**Records provided:**
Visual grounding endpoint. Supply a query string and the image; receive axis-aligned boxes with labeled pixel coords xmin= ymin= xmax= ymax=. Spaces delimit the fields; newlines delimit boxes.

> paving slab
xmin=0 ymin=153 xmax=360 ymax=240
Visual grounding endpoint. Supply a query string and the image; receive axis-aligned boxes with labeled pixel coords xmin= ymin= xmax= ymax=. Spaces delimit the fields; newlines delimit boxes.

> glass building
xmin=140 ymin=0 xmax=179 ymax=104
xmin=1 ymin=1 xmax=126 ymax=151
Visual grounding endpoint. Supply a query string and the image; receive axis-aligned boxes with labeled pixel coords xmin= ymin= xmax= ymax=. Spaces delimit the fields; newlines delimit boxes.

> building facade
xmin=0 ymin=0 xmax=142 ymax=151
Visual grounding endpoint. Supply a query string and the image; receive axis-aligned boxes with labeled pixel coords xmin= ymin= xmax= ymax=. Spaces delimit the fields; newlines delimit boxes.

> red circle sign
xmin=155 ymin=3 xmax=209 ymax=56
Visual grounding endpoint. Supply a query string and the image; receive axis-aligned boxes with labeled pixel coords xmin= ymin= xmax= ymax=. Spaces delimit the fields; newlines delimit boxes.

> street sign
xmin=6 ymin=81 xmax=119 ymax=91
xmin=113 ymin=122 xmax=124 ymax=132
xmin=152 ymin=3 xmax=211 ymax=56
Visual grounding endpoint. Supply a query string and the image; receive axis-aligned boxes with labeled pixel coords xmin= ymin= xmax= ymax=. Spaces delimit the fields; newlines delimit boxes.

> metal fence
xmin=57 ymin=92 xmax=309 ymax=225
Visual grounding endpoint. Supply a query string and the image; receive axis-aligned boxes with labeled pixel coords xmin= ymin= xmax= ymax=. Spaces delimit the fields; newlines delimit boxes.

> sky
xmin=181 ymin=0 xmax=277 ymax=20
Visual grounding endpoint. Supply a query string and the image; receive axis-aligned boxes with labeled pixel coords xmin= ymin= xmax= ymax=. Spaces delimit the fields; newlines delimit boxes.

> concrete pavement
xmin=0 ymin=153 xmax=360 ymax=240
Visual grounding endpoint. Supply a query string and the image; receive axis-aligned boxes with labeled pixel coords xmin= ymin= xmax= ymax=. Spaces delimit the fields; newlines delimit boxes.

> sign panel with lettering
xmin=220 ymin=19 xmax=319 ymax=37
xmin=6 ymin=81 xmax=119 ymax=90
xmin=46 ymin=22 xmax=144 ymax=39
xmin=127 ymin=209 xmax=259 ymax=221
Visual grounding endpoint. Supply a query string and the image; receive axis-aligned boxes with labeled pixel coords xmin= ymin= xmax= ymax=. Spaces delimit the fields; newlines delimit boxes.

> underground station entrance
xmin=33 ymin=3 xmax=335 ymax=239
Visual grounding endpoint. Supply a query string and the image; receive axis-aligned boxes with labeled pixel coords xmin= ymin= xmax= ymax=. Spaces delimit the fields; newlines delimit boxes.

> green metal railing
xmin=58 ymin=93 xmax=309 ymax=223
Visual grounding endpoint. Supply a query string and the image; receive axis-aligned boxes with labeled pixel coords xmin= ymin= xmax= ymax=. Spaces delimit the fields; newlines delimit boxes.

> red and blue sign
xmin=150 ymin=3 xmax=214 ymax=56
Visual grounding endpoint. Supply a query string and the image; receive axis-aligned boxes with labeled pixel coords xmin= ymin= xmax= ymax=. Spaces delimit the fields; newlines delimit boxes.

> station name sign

**Task details:** Could you output every line from the start of the records through the line containing "xmin=152 ymin=3 xmax=211 ymax=56", including that line, as a Markdown table with the columns Row and Line, leaving out blank lines?

**Answer to the exercise:**
| Row | Line |
|---|---|
| 1 | Visual grounding endpoint. Supply a query string and the image; receive axis-aligned boxes with labeled pixel coords xmin= ymin= xmax= ymax=. Spaces delimit the fields; newlines delimit boxes. |
| 2 | > paving slab |
| 3 | xmin=0 ymin=153 xmax=360 ymax=240 |
| 4 | Visual grounding endpoint. Supply a query string and the image; receive axis-aligned boxes with labeled pixel coords xmin= ymin= xmax= ymax=. Spaces delimit the fields; newlines delimit boxes. |
| 5 | > glass building |
| 6 | xmin=140 ymin=0 xmax=179 ymax=104 |
| 7 | xmin=1 ymin=1 xmax=126 ymax=151 |
| 8 | Visual grounding endpoint. Supply a query string and the image; receive axis-aligned boxes with labeled pixel coords xmin= ymin= xmax= ymax=. Spaces delimit the fields; newlines delimit boxes. |
| 9 | > building facade |
| 10 | xmin=0 ymin=0 xmax=142 ymax=151 |
| 11 | Visual grounding endpoint. Supply a query string and the image; receive axis-aligned boxes with labeled pixel coords xmin= ymin= xmax= ymax=. Spaces delimit the fields; newlines delimit boxes. |
| 12 | > red circle sign |
| 13 | xmin=155 ymin=3 xmax=209 ymax=56 |
| 14 | Visual grounding endpoint. Supply a query string and the image; receive axis-aligned boxes with labeled pixel coords xmin= ymin= xmax= ymax=. Spaces delimit the fields; newlines delimit boxes. |
| 15 | > street sign |
| 16 | xmin=6 ymin=81 xmax=119 ymax=91 |
| 17 | xmin=113 ymin=122 xmax=124 ymax=132 |
| 18 | xmin=152 ymin=3 xmax=211 ymax=56 |